- _SUPPLIED RECORDS_
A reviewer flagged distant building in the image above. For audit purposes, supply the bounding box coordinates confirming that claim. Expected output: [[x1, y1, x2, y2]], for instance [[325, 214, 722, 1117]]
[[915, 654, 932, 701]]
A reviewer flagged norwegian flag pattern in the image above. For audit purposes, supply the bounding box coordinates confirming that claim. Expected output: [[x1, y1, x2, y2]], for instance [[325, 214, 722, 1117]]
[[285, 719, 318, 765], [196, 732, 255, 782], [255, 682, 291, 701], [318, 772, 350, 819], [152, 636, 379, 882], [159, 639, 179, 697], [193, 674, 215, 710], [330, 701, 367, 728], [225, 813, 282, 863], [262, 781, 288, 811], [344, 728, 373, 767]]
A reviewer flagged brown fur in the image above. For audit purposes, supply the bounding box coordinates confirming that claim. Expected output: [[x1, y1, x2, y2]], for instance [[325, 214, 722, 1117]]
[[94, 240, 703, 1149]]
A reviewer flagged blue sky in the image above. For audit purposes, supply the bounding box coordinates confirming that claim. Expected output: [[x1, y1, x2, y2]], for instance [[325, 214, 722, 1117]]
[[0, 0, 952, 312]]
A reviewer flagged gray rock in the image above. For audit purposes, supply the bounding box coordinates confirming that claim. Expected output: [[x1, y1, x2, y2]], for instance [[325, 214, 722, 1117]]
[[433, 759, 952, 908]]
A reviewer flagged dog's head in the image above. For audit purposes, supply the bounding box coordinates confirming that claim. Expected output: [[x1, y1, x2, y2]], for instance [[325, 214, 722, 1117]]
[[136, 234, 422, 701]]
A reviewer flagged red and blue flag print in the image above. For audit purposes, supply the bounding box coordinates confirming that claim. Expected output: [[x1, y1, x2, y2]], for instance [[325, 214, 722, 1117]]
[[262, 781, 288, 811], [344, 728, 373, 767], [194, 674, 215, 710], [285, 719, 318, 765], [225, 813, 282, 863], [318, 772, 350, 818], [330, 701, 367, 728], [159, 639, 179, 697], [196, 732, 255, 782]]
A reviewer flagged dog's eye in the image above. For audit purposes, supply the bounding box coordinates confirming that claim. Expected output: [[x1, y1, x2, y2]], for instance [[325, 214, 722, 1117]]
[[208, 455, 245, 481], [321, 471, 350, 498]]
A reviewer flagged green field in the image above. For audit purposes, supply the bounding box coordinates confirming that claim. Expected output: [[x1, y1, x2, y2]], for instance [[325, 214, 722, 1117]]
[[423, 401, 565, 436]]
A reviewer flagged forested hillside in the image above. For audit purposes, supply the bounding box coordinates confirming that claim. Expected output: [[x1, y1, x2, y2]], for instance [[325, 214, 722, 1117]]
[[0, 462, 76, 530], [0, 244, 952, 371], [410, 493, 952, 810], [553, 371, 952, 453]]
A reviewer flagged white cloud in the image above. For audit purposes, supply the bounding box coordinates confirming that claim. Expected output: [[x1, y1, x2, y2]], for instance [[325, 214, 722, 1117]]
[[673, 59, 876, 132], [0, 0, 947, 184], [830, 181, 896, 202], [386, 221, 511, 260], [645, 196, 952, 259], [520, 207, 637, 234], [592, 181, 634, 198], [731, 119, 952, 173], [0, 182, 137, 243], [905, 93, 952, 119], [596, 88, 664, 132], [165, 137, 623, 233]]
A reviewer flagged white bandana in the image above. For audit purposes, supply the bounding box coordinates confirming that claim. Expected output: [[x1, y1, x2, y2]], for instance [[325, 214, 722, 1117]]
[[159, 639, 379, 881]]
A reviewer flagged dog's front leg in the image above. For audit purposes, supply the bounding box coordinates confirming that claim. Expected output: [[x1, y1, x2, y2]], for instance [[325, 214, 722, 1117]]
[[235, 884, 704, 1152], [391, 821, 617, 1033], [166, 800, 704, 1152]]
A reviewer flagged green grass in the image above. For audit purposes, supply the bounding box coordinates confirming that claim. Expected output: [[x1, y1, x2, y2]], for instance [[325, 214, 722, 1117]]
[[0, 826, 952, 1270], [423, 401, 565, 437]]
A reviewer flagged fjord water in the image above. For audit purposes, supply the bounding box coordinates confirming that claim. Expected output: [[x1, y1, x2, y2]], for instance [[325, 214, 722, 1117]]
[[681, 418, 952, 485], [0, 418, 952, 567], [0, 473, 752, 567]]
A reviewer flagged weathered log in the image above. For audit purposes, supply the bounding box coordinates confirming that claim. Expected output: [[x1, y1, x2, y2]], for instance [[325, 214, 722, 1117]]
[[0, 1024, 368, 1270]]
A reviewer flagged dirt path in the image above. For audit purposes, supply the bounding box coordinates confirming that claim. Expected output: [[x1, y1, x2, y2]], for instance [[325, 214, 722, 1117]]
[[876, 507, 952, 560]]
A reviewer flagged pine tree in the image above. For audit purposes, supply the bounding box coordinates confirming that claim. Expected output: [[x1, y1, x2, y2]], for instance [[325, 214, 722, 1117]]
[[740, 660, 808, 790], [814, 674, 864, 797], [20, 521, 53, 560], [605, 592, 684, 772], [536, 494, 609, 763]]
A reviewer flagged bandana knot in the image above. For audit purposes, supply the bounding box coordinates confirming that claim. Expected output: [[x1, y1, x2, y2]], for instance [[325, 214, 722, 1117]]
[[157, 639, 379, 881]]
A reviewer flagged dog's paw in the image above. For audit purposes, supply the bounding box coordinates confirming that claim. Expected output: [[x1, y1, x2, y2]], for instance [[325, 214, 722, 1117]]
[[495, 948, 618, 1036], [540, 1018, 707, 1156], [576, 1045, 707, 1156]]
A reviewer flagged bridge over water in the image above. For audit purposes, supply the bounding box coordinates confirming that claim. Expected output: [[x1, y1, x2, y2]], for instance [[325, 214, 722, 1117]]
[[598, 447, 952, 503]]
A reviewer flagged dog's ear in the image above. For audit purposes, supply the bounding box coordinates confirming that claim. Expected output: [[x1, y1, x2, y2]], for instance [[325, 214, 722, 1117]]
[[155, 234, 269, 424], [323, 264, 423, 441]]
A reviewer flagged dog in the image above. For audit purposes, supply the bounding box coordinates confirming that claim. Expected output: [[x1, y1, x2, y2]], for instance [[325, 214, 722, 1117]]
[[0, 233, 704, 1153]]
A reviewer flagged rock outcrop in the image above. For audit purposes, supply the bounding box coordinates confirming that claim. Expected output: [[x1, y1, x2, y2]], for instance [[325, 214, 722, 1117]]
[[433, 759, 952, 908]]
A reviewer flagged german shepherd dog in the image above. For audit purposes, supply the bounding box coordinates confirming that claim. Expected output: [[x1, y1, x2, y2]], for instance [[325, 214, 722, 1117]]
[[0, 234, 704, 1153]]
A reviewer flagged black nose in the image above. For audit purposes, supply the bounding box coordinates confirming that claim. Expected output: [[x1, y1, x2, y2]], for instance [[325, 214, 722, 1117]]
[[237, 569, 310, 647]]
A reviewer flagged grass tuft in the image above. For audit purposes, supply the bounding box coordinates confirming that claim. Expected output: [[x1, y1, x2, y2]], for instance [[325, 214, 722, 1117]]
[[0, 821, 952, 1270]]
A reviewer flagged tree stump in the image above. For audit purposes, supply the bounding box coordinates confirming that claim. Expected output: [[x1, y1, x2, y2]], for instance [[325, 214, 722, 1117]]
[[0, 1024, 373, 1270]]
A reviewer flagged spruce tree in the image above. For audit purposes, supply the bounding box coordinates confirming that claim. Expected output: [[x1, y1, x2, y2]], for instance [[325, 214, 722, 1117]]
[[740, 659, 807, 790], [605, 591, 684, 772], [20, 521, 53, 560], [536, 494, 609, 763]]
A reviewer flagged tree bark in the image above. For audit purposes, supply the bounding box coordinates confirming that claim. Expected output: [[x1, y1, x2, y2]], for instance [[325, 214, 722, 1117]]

- _WORK REQUIRED_
Can you turn the lines from the start of the records through the line with "[[915, 654, 932, 701]]" into a numbered list, leaving out any blank lines?

- _TASK RESPONSE_
1. A reviewer flagged distant building in the image above. For audit purposes, supply the bounding box coordinates confirming that claim. Expected output: [[x1, y1, x2, y2]], for instance [[325, 214, 722, 1117]]
2. [[915, 654, 932, 701]]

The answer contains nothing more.